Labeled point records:
=======

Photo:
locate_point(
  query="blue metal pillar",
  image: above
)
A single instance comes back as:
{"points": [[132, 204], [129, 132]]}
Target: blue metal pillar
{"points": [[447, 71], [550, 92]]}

=======

» **TO DO**: Format every line of the data above as a JSON list of strings, one string per line, skipping any blank lines.

» **WRITTEN REPLY**:
[
  "Photo:",
  "locate_point(",
  "  query=\"blue metal pillar\",",
  "  image: above",
  ")",
  "A single instance comes back as:",
  "{\"points\": [[132, 204], [129, 132]]}",
  "Target: blue metal pillar",
  "{\"points\": [[447, 71], [550, 92]]}"
]